+++ Task material +++

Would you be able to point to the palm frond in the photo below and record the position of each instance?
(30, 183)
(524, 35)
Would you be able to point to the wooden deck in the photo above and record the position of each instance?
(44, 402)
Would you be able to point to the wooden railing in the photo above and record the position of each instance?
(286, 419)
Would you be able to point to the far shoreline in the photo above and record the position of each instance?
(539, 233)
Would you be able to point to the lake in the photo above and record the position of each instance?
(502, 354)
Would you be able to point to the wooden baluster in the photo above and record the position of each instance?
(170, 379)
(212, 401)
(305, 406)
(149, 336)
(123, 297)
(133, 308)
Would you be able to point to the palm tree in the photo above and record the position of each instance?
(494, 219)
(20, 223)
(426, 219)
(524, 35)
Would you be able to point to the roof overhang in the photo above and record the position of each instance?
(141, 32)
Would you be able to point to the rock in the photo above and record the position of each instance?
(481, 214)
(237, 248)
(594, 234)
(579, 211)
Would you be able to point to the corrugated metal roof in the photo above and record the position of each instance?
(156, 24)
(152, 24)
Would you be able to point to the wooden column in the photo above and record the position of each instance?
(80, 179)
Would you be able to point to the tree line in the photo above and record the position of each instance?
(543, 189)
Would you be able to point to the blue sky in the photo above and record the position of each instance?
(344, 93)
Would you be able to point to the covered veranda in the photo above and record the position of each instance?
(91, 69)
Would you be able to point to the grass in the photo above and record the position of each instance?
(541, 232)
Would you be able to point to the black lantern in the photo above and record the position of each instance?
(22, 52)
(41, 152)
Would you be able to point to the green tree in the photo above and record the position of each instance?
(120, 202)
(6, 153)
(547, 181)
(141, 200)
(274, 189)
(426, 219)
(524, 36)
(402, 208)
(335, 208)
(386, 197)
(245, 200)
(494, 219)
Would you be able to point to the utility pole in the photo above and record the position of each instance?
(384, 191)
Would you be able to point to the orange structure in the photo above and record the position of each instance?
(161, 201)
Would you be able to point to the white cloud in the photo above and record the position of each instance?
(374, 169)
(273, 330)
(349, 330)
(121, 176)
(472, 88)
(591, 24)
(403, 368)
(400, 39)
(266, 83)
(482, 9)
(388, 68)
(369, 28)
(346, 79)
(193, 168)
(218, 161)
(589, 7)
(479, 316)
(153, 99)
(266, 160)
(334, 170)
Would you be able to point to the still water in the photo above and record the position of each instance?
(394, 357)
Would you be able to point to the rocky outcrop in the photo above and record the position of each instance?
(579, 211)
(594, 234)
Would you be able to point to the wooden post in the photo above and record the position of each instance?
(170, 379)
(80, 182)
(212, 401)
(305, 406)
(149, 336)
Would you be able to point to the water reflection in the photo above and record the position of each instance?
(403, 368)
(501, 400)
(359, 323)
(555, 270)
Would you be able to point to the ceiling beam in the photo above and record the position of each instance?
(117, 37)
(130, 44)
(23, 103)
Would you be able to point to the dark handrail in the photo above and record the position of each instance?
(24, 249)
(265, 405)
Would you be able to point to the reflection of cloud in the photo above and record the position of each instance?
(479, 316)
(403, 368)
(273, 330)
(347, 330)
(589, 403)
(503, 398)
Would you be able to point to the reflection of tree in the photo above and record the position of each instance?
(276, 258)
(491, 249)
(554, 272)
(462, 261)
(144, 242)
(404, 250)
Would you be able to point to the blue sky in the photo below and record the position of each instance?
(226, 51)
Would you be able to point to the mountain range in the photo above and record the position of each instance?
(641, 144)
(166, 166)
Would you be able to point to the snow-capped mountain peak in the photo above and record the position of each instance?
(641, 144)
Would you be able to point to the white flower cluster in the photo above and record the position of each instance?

+++

**Work item**: Output every entry exactly.

**Response to this task**:
Would you be able to point to the palm frond in the photo below and record the position of each instance?
(30, 183)
(524, 35)
Would you be able to point to the wooden deck in the photo above and record the position of each instance?
(44, 402)
Would you be able to point to the wooden railing in the photo above and record the position of each instance?
(286, 419)
Would you be able to point to the far shoreline in the photo above and record the position of each instance?
(539, 233)
Would you be able to point to the lake in the photo above and record the position of each instance?
(502, 354)
Would you be able to point to the wooden baluster in the photo above and record the position of each instance?
(170, 379)
(212, 401)
(305, 406)
(149, 336)
(123, 297)
(133, 308)
Would you be able to point to the palm tree in the photo above and record the position of each instance?
(494, 219)
(20, 223)
(426, 219)
(524, 35)
Would you be able to point to the roof overhang in the photo above and record the position of each instance?
(141, 32)
Would you be able to point to the rock in the photo above and record the position of each instance?
(481, 214)
(237, 248)
(594, 234)
(579, 211)
Would you be able to point to the corrugated metal roof in the photo above and record the position of each instance?
(156, 24)
(152, 24)
Would you be able to point to the wooden column in the photo above and record the position of each instance?
(80, 179)
Would you be able to point to the tree line in the photo above and record the position of each instance?
(543, 189)
Would you be able to point to the blue sky in the photo above and record the position of each instance?
(344, 93)
Would you be able to point to the covered veranda in the photo above and record the position of each instance?
(91, 69)
Would you be able to point to the grass in the photo above and record the position of each instance?
(541, 232)
Would you be able to point to the black lantern in the photo above and record the position of each instance?
(22, 52)
(41, 152)
Would you be able to point to the green tree in the photo above and record the position of each instance?
(120, 202)
(6, 153)
(547, 181)
(141, 200)
(274, 189)
(426, 219)
(524, 36)
(402, 208)
(335, 208)
(386, 197)
(245, 200)
(494, 219)
Would you be able to point to the utility pole in the photo above and record the position of each instance?
(384, 191)
Would you be able to point to the orange structure in the photo above and record the position of each instance?
(161, 201)
Would you be able to point to the white cloud in the photo above and record the position of each instance?
(374, 169)
(273, 330)
(349, 330)
(121, 176)
(472, 88)
(591, 24)
(403, 368)
(400, 39)
(266, 83)
(482, 9)
(388, 68)
(369, 28)
(346, 79)
(193, 168)
(218, 161)
(589, 7)
(479, 316)
(153, 99)
(266, 160)
(334, 170)
Would you be able to point to the still water in the photo above and record the position of each instance?
(394, 357)
Would you be able to point to the rocky outcrop in the photo above and record the position of each instance?
(579, 211)
(594, 234)
Would you be able to point to the wooden post in the photo above and record the position of each instance?
(170, 379)
(80, 182)
(212, 401)
(305, 406)
(149, 336)
Would you be able to point to the water reflection in the photo above and record the position of each instance?
(403, 368)
(501, 400)
(359, 323)
(555, 270)
Would you be able to point to the ceiling beam in the photo above and record the position of each instance?
(117, 37)
(130, 44)
(23, 103)
Would you be able to point to the dark handrail in the photo above and record the position of each instance?
(24, 249)
(265, 405)
Would you be able to point to the reflection of cloud in the photo above and record the position of each instance?
(479, 316)
(403, 368)
(273, 330)
(347, 330)
(589, 403)
(503, 398)
Would you be able to point to the reflection of tree in the photo above and record the position of each instance?
(276, 258)
(491, 249)
(554, 272)
(462, 261)
(144, 242)
(404, 250)
Would you be able to point to the blue sky in the photo below and record the position of each instance?
(226, 51)
Would you be able to point to the mountain range in the photo above and record the position of each instance?
(641, 144)
(166, 166)
Would you be able to point to the snow-capped mountain peak in the photo above and record the position of each instance?
(641, 144)
Would you be able to point to the white flower cluster in the photo above and record the position of each instance?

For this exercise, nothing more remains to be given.